(Named-object pointing entries)
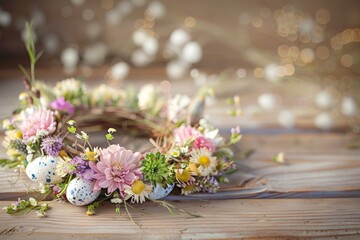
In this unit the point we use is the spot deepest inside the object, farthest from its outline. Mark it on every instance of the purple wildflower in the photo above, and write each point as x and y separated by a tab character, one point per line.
52	145
61	105
235	130
88	174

__Instruction__: Please recast the items above as a numbered list, leaving out any blank lines and omitting the pictures.

__Answer__:
1. In this unit the point we use is the spot deepest inside the object, farthest from its outline. Mark it on every instance of the purple wildflower in the photo above, and write each point as x and y separated by a tab character, one point per line.
2. 52	145
3. 61	105
4. 235	130
5. 88	174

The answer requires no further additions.